This task calls for copying every line in the data below that contains the word "bounding".

- [DATASET EXTRACT]:

_____

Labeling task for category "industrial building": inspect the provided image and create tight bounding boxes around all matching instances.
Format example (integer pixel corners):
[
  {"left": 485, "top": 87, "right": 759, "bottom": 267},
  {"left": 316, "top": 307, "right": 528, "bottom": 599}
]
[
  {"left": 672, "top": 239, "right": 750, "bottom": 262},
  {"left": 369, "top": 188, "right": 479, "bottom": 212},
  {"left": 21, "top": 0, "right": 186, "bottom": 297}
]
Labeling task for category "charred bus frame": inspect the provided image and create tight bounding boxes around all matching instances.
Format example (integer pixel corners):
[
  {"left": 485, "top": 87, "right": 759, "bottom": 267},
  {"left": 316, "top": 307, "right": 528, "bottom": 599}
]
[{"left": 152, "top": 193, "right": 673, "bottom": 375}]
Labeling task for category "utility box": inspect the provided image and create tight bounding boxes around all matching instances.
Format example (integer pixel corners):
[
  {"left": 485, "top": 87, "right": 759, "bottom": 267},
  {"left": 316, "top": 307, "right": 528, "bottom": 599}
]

_____

- [WRITTEN SOLUTION]:
Labeling task for category "industrial building": inspect the provided image and create tight bounding boxes around all matching instances.
Labeling task for category "charred bus frame": inspect the provided image and create tight bounding boxes around all matching instances.
Labeling task for category "utility box": inspect the provided image and create tight bounding boxes around all matching instances.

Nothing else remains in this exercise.